# [PROBLEM]
Collect every line below that contains the word "windshield".

━━━━━ GIVEN DATA

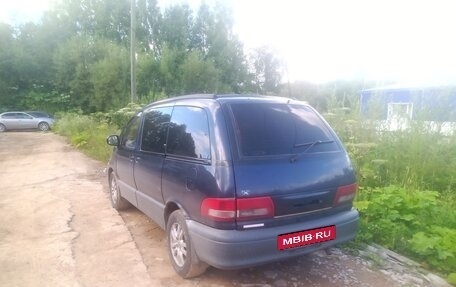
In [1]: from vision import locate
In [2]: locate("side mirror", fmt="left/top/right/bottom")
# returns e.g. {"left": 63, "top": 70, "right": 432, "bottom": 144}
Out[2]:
{"left": 106, "top": 135, "right": 120, "bottom": 146}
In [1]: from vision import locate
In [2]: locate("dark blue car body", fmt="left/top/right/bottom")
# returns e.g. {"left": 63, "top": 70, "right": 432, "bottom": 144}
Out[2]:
{"left": 107, "top": 94, "right": 358, "bottom": 277}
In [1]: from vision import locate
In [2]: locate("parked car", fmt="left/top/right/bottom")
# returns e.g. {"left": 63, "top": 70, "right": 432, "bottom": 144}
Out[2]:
{"left": 106, "top": 94, "right": 359, "bottom": 278}
{"left": 0, "top": 111, "right": 54, "bottom": 132}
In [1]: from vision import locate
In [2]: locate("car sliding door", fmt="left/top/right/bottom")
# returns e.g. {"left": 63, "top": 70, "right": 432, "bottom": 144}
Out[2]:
{"left": 115, "top": 114, "right": 142, "bottom": 206}
{"left": 134, "top": 107, "right": 173, "bottom": 227}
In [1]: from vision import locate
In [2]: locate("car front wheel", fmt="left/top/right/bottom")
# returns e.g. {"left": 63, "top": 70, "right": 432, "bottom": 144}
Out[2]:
{"left": 0, "top": 124, "right": 6, "bottom": 132}
{"left": 167, "top": 210, "right": 208, "bottom": 278}
{"left": 109, "top": 173, "right": 131, "bottom": 210}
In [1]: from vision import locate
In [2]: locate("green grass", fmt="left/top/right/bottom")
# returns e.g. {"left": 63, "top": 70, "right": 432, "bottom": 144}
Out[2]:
{"left": 54, "top": 113, "right": 119, "bottom": 162}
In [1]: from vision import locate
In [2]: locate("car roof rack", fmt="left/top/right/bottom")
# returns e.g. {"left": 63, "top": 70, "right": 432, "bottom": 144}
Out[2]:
{"left": 146, "top": 93, "right": 303, "bottom": 108}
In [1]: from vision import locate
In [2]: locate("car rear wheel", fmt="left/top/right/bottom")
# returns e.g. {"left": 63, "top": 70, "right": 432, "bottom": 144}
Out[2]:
{"left": 38, "top": 122, "right": 50, "bottom": 131}
{"left": 109, "top": 173, "right": 131, "bottom": 210}
{"left": 167, "top": 210, "right": 208, "bottom": 278}
{"left": 0, "top": 124, "right": 6, "bottom": 132}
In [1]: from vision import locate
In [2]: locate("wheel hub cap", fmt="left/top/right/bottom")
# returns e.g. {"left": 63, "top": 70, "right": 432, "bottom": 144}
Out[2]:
{"left": 170, "top": 223, "right": 187, "bottom": 267}
{"left": 110, "top": 178, "right": 118, "bottom": 202}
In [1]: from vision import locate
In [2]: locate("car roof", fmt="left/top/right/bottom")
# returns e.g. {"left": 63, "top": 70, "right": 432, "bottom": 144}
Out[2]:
{"left": 145, "top": 94, "right": 307, "bottom": 109}
{"left": 0, "top": 111, "right": 29, "bottom": 115}
{"left": 25, "top": 111, "right": 51, "bottom": 115}
{"left": 0, "top": 111, "right": 51, "bottom": 117}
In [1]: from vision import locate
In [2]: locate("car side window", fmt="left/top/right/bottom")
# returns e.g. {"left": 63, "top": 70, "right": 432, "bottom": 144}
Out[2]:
{"left": 18, "top": 113, "right": 32, "bottom": 119}
{"left": 120, "top": 114, "right": 141, "bottom": 150}
{"left": 167, "top": 106, "right": 211, "bottom": 160}
{"left": 1, "top": 113, "right": 32, "bottom": 119}
{"left": 141, "top": 107, "right": 172, "bottom": 153}
{"left": 2, "top": 113, "right": 17, "bottom": 119}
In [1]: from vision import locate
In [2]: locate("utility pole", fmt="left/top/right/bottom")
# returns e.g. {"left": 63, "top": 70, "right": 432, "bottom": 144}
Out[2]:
{"left": 130, "top": 0, "right": 137, "bottom": 103}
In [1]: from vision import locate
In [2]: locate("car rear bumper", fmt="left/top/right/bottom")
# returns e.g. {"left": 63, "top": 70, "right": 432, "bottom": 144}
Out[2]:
{"left": 187, "top": 208, "right": 359, "bottom": 269}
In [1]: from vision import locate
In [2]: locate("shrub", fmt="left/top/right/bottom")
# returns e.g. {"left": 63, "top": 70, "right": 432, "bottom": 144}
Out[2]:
{"left": 54, "top": 103, "right": 144, "bottom": 162}
{"left": 108, "top": 102, "right": 143, "bottom": 128}
{"left": 326, "top": 107, "right": 456, "bottom": 193}
{"left": 54, "top": 113, "right": 118, "bottom": 162}
{"left": 355, "top": 186, "right": 456, "bottom": 274}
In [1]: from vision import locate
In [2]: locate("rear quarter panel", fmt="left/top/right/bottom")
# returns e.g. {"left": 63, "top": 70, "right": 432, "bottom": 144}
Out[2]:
{"left": 161, "top": 100, "right": 237, "bottom": 228}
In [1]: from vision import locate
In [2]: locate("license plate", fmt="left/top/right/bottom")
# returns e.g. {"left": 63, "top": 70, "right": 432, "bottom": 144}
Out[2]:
{"left": 277, "top": 225, "right": 336, "bottom": 250}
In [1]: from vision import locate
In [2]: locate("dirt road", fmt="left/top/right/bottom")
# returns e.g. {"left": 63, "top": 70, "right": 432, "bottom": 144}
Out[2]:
{"left": 0, "top": 132, "right": 432, "bottom": 287}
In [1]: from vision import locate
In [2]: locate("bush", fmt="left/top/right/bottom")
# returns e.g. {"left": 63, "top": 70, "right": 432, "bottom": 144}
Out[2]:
{"left": 54, "top": 103, "right": 144, "bottom": 162}
{"left": 54, "top": 113, "right": 118, "bottom": 162}
{"left": 326, "top": 110, "right": 456, "bottom": 192}
{"left": 355, "top": 186, "right": 456, "bottom": 274}
{"left": 410, "top": 227, "right": 456, "bottom": 272}
{"left": 107, "top": 102, "right": 143, "bottom": 128}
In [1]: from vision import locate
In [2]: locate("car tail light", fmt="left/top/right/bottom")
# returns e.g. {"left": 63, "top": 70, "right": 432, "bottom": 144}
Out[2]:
{"left": 334, "top": 183, "right": 357, "bottom": 205}
{"left": 200, "top": 198, "right": 236, "bottom": 221}
{"left": 237, "top": 197, "right": 274, "bottom": 220}
{"left": 201, "top": 197, "right": 275, "bottom": 222}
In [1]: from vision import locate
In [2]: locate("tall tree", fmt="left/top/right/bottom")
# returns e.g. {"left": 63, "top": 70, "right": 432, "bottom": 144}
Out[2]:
{"left": 205, "top": 5, "right": 249, "bottom": 93}
{"left": 250, "top": 46, "right": 282, "bottom": 95}
{"left": 1, "top": 0, "right": 258, "bottom": 111}
{"left": 90, "top": 42, "right": 130, "bottom": 111}
{"left": 190, "top": 4, "right": 213, "bottom": 55}
{"left": 160, "top": 5, "right": 192, "bottom": 51}
{"left": 64, "top": 0, "right": 130, "bottom": 44}
{"left": 53, "top": 35, "right": 96, "bottom": 111}
{"left": 158, "top": 45, "right": 185, "bottom": 96}
{"left": 136, "top": 0, "right": 162, "bottom": 54}
{"left": 137, "top": 53, "right": 161, "bottom": 101}
{"left": 0, "top": 23, "right": 18, "bottom": 109}
{"left": 182, "top": 51, "right": 219, "bottom": 93}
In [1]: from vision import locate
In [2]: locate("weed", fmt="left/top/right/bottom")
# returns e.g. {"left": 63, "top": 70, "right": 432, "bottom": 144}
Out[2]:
{"left": 54, "top": 113, "right": 119, "bottom": 162}
{"left": 355, "top": 186, "right": 455, "bottom": 274}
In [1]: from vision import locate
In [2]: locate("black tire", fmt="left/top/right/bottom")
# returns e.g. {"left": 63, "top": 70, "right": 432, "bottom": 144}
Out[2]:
{"left": 38, "top": 122, "right": 50, "bottom": 131}
{"left": 167, "top": 210, "right": 208, "bottom": 278}
{"left": 108, "top": 173, "right": 131, "bottom": 210}
{"left": 0, "top": 124, "right": 6, "bottom": 132}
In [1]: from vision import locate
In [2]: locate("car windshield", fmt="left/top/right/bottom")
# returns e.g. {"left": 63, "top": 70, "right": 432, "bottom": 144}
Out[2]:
{"left": 230, "top": 103, "right": 338, "bottom": 157}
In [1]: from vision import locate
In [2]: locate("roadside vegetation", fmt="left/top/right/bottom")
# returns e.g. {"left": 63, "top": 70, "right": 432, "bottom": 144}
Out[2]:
{"left": 324, "top": 107, "right": 456, "bottom": 280}
{"left": 54, "top": 103, "right": 142, "bottom": 161}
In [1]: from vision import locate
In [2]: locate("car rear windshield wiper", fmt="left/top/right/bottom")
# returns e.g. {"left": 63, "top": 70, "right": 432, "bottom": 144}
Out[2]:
{"left": 290, "top": 140, "right": 335, "bottom": 163}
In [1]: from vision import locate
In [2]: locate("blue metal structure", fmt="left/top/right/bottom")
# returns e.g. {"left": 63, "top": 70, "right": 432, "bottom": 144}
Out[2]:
{"left": 360, "top": 85, "right": 456, "bottom": 122}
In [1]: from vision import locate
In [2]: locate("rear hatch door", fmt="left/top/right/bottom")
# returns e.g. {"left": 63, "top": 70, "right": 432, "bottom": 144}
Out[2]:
{"left": 227, "top": 101, "right": 356, "bottom": 227}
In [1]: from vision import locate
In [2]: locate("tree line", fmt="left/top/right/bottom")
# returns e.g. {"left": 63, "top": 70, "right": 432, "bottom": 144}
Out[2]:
{"left": 0, "top": 0, "right": 371, "bottom": 114}
{"left": 0, "top": 0, "right": 287, "bottom": 113}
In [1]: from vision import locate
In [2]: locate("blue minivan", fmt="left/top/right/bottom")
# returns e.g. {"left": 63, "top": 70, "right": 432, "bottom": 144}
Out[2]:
{"left": 106, "top": 94, "right": 358, "bottom": 278}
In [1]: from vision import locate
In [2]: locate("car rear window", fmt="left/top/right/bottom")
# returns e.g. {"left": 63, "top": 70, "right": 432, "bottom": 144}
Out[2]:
{"left": 230, "top": 103, "right": 338, "bottom": 157}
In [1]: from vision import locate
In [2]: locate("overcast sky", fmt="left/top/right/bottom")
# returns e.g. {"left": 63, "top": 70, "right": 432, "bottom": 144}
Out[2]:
{"left": 2, "top": 0, "right": 456, "bottom": 84}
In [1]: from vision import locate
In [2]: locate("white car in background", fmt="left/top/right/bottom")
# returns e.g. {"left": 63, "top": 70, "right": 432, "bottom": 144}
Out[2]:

━━━━━━━━━━

# [SOLUTION FOR THIS EXERCISE]
In [2]: locate("car windshield", fmt="left/top/right/bottom")
In [2]: locate("car rear windshield wiper", fmt="left/top/right/bottom")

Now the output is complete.